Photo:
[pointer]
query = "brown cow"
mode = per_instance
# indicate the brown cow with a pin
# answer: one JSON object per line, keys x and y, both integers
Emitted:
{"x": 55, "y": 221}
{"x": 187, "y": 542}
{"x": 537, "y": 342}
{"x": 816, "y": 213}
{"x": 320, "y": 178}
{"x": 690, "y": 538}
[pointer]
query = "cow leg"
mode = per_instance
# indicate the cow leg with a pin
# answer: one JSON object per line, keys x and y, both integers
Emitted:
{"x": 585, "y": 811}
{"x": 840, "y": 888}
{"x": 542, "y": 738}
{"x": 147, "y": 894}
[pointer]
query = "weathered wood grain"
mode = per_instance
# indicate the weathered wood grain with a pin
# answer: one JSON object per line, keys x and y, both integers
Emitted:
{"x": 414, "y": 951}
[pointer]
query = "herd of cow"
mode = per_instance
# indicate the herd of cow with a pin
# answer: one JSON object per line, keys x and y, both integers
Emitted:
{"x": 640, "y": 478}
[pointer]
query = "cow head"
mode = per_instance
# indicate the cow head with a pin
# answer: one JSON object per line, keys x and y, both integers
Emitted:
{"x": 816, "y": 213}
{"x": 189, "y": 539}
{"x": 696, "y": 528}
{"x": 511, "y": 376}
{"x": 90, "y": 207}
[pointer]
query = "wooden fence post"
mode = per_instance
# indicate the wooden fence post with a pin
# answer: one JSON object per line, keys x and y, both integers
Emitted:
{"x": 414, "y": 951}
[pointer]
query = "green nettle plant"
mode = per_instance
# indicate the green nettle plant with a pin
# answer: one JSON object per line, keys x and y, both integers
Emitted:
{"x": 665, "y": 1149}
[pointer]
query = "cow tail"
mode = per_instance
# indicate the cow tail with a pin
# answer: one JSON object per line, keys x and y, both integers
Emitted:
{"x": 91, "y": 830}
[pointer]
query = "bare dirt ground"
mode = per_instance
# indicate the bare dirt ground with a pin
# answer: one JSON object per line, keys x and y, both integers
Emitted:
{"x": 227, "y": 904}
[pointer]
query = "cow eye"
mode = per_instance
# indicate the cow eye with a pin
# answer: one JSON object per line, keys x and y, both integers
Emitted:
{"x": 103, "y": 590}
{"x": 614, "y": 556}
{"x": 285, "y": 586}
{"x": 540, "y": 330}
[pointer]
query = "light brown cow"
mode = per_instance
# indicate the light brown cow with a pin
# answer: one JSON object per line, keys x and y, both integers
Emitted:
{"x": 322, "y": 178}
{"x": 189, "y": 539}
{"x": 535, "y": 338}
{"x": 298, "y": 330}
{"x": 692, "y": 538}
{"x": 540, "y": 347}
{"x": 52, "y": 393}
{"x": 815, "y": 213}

WORK TO DO: Set down the material above again, word for word.

IN RESPONSE:
Photo:
[pointer]
query = "brown cow"
mode = per_instance
# indicate the brown cow with a pin
# answer: one JSON object per line, keys x and y, both integers
Emitted:
{"x": 55, "y": 221}
{"x": 187, "y": 542}
{"x": 537, "y": 342}
{"x": 816, "y": 213}
{"x": 320, "y": 178}
{"x": 690, "y": 538}
[pointer]
query = "cow leg"
mode = per_instance
# indicate the cow leg with a pin
# answer: one JSON object per line, keys x and y, both integers
Emitted:
{"x": 585, "y": 811}
{"x": 840, "y": 888}
{"x": 542, "y": 738}
{"x": 147, "y": 894}
[pointer]
query = "weathered wood grain"
mode = per_instance
# indicate the weathered wood grain with a pin
# answer: one JSON object per line, keys x and y, both integers
Emitted:
{"x": 414, "y": 951}
[pointer]
query = "herd of cow"
mode = per_instance
# indicate the herd of cow with a pin
# answer: one JSON object per line, keys x and y, both integers
Emitted:
{"x": 640, "y": 478}
[pointer]
query = "cow head"
mode = per_instance
# indicate the cow head with a pin
# answer: one JSON object per line, keys x and y, both integers
Emitted:
{"x": 816, "y": 213}
{"x": 189, "y": 539}
{"x": 696, "y": 528}
{"x": 511, "y": 376}
{"x": 90, "y": 207}
[pointer]
query = "wooden fence post"
mode = per_instance
# indicate the wooden fence post with a pin
# answer: one JSON object per line, keys x and y, both integers
Emitted:
{"x": 414, "y": 951}
[pointer]
query = "green nettle plant"
mode = per_instance
# indicate the green nettle plant with a pin
# answer: one JSON object per line, keys x and y, both integers
Emitted:
{"x": 665, "y": 1149}
[pointer]
query = "cow tail"
mode = per_instance
# indicate the cow tail with a pin
# answer: one JSON object per line, keys x and y, both integers
Emitted:
{"x": 91, "y": 830}
[pointer]
query = "bare dirt ground"
mode = per_instance
# indicate the bare dirt ground with a pin
# answer: one JSON object per line, keys x and y, both integers
Emitted:
{"x": 227, "y": 904}
[pointer]
query = "cow eye"
mode = per_instance
# indicate the cow eye with a pin
# answer: one JSON object per line, keys x and y, both integers
Emitted:
{"x": 103, "y": 590}
{"x": 614, "y": 556}
{"x": 285, "y": 586}
{"x": 540, "y": 330}
[pointer]
query = "light brown cow"
mode = per_instance
# indicate the light brown cow with a pin
# answer: one JSON object per line, keys x and y, both integers
Emitted:
{"x": 322, "y": 178}
{"x": 189, "y": 539}
{"x": 535, "y": 338}
{"x": 298, "y": 330}
{"x": 692, "y": 538}
{"x": 540, "y": 347}
{"x": 52, "y": 393}
{"x": 815, "y": 213}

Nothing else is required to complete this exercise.